====== Selection

Decommissioning policies and requirements can vary greatly from state to state, granting certain jurisdictional powers to either state or local governments. These divisions of power generally fall into one of the following categories.

  • Local Option Only: No statewide policy, granting the local governments sole jurisdiction to implement solar decommissioning rules.

  • Local Option with State Model Template: No statewide policy, granting the local governments sole jurisdiction to implement solar decommissioning rules. However, the state provides a model template for requirements that localities can use.

  • Statewide/Local Hybrid: Statewide decommissioning statute or rule that may give local governments the option to impose stricter requirements.

  • Statewide: Statewide decommissioning statutes or rules are required.

  • Statewide Optional: Decommissioning statutes or rules that can be administered in lieu of local regulations. 






Solar Decommissioning Over the Years: 2016
In 2016, solar decommissioning regulation was largely left up to local jurisdictions. At the time, decommissioning rules in 41 states were at the discretion of local governments. Of these states, Massachusetts and North Carolina included model or template ordinances to provide guidance to local governments, and Virginia had a statewide requirement that local government ordinances addressing solar siting must also address decommissioning.

Source: North Carolina Clean Energy Technology Center, Working Paper: State Regulation of Solar Decommissioning.

At this time, only three states had statewide solar decommissioning rules- California, Hawaii, and New Jersey. These rules, however, only applied under certain circumstances and only California and Hawaii required financial security.

A majority of states counted as having some form of decommissioning policy did not actually have specific statewide rules, but instead required a decommissioning plan under certain circumstances. Louisiana required plans to be submitted for solar facilities on state-owned land. While in Nebraska and Oklahoma, plans must be submitted in order to receive a solar easement. Finally, New Hampshire and Vermont required plans to be submitted for solar facilities over a certain size - 30 MW in New Hampshire and 1 MW in Vermont.

While not a mandatory statewide decommissioning rule, Washington did offer an optional certification process. This certification was in lieu of all individual local permits that would otherwise be required.

Solar Decommissioning Over the Years: 2021

Five years later, in 2021, the policy landscape remained relatively stagnant. Over this time period, only five new states adopted some form of solar decommissioning policies. (While not included in the previous map, the policies for Washington and Virginia were in place back in 2016).  

Source: Curtis, Taylor L., Ligia E.P. Smith, Heather Buchanan, and Garvin Heath. 2021. Survey of Federal and State-Level Solar System Decommissioning Policies in the United States. Golden, CO: National Renewable Energy Laboratory. NREL/TP-6A20-79650. https://www.nrel.gov/docs/fy22osti/79650.pdf

Of these new policies, three states (Minnesota, Montana, and North Dakota) implemented statewide requirements, while the remaining two states (Illinois and Wyoming) implemented hybrid rules.

Solar Decommissioning Over the Years: 2023

However, just two years later, the number of states with solar decommissioning policies would more than double, with 31 states having enacted some form of legislation on the subject. 

Map of Solar Decommissioning Policy in the United States (2023)

Source: North Carolina Clean Energy Technology Center (October 2023).

============
====== Dataset content

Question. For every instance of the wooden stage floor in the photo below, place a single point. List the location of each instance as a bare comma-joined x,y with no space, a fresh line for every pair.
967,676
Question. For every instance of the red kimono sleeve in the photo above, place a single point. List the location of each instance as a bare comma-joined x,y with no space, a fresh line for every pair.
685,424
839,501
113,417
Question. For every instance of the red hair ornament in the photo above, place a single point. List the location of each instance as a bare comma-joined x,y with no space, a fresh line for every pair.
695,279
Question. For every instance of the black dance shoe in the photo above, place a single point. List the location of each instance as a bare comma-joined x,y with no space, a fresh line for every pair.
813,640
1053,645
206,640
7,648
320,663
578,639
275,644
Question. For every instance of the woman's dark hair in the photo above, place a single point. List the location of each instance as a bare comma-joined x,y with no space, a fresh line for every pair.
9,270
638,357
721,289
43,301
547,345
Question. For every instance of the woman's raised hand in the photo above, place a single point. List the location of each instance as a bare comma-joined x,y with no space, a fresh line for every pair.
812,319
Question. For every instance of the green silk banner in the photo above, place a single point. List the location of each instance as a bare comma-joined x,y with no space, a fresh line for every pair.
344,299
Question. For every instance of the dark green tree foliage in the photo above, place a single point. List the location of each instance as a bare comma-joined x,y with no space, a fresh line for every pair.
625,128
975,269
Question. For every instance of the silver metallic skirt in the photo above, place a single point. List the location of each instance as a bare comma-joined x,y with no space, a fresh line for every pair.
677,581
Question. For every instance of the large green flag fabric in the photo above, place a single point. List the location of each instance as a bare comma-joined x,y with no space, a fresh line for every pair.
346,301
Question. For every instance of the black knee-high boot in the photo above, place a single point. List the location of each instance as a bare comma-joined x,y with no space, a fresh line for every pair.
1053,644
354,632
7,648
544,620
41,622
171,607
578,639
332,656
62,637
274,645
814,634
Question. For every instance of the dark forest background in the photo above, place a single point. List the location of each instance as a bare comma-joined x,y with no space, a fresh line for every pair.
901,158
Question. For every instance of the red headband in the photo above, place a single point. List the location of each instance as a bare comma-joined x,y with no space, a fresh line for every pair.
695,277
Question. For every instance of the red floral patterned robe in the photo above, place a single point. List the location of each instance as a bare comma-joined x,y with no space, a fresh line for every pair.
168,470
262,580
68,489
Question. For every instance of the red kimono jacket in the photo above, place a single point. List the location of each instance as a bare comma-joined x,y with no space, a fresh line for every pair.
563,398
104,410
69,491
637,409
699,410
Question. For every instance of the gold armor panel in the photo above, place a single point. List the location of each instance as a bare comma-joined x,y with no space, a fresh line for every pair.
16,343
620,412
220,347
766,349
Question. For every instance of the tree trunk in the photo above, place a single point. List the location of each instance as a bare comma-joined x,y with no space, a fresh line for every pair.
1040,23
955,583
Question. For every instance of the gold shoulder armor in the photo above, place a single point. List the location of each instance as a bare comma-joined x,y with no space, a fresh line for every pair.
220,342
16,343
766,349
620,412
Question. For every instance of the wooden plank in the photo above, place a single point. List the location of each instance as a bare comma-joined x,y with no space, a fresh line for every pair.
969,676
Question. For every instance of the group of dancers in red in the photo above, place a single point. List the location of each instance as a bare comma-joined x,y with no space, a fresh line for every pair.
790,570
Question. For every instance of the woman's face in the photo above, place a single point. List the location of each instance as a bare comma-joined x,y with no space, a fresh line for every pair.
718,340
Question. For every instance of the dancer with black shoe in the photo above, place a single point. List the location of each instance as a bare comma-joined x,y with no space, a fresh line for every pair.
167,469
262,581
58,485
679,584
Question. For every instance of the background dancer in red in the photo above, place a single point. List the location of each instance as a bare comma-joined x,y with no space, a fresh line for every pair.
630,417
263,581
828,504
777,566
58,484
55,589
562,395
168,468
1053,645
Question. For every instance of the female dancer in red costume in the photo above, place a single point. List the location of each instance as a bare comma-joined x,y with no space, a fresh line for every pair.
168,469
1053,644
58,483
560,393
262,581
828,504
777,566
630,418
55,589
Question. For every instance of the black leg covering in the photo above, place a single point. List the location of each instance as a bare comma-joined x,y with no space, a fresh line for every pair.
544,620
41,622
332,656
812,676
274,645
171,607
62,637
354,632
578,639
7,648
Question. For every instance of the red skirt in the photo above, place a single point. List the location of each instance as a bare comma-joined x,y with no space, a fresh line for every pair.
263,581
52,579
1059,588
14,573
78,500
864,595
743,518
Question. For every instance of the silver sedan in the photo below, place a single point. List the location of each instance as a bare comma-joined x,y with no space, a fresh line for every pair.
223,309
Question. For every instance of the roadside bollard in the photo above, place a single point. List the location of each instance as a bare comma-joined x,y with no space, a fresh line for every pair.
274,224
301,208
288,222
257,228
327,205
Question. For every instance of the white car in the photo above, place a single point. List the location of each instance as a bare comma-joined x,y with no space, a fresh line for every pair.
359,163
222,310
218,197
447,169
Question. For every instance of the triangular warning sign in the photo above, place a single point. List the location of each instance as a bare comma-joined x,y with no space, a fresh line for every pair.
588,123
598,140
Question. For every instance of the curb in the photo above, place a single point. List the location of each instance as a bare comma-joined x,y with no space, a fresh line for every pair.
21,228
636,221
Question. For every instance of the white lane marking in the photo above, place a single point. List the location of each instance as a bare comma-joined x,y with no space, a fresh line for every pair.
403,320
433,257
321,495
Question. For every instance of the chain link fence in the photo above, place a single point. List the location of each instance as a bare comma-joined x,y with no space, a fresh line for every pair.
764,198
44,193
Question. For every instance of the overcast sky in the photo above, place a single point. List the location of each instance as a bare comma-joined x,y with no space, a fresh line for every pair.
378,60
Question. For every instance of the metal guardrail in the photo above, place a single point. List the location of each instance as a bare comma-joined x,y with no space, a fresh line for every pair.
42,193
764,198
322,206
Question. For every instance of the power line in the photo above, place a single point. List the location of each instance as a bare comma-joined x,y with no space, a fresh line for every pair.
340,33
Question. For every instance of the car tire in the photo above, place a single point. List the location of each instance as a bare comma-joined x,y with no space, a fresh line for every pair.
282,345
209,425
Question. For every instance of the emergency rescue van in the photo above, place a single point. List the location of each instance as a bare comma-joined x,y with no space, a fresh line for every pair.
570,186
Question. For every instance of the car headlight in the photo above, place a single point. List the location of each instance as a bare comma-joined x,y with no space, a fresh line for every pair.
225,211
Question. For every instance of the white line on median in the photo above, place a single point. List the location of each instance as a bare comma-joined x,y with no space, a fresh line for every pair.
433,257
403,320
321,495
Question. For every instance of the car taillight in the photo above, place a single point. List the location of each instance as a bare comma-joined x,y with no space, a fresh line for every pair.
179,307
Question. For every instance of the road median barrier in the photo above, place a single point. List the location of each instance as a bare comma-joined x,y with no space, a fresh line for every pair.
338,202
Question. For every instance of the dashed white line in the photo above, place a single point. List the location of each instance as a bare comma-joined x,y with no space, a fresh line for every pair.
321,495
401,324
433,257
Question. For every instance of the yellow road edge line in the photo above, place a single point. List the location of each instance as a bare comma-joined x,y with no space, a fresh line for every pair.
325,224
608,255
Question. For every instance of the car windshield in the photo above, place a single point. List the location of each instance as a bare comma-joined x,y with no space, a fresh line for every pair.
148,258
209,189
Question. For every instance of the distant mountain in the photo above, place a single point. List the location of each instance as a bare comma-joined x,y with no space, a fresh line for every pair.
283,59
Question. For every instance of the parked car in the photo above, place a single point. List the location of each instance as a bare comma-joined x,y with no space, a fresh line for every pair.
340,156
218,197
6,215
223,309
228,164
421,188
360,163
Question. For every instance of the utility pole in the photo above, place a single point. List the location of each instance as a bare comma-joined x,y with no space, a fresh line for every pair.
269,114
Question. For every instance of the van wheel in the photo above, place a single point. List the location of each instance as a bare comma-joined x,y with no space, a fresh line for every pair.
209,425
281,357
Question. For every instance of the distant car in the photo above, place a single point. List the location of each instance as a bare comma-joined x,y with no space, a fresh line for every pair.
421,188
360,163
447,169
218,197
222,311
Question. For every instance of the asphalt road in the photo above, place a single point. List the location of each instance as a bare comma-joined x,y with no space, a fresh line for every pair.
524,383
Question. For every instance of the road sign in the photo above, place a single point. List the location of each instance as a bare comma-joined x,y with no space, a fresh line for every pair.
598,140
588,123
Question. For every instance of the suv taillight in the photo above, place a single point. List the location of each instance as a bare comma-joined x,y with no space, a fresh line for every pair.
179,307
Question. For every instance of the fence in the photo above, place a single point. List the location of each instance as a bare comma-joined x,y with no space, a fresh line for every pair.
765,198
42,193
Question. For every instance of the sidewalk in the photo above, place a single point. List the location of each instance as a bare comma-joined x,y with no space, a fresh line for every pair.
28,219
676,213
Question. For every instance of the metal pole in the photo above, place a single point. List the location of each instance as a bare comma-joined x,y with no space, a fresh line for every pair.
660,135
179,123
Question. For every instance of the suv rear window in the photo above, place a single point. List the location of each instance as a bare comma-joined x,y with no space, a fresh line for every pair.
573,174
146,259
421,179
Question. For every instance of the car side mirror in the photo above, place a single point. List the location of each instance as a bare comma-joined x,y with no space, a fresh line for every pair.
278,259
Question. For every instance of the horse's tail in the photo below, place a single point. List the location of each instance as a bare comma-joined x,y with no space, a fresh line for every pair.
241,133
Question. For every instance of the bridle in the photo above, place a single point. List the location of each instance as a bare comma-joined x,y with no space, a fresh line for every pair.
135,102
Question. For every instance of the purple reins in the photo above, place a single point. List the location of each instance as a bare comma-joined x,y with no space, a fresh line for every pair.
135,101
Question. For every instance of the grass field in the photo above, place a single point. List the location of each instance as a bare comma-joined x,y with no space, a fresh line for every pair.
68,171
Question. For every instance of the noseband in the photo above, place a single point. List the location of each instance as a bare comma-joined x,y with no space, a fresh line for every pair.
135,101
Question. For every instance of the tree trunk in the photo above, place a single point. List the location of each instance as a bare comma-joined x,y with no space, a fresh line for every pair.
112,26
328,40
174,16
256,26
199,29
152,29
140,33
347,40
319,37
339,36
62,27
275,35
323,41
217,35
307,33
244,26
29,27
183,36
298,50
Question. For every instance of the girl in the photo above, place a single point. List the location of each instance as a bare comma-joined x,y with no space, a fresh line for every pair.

============

Work instructions:
**a.** List the categories into which the solar decommissioning text divides the split of power between state and local governments.
**b.** Return the passage of the solar decommissioning text from "Of these new" up to and including "on the subject.", word for word.
The records aren't needed for anything here.

Complete answers:
**a.**
Local Option Only
Local Option with State Model Template
Statewide/Local Hybrid
Statewide
Statewide Optional

**b.**
Of these new policies, three states (Minnesota, Montana, and North Dakota) implemented statewide requirements, while the remaining two states (Illinois and Wyoming) implemented hybrid rules.

Solar Decommissioning Over the Years: 2023

However, just two years later, the number of states with solar decommissioning policies would more than double, with 31 states having enacted some form of legislation on the subject.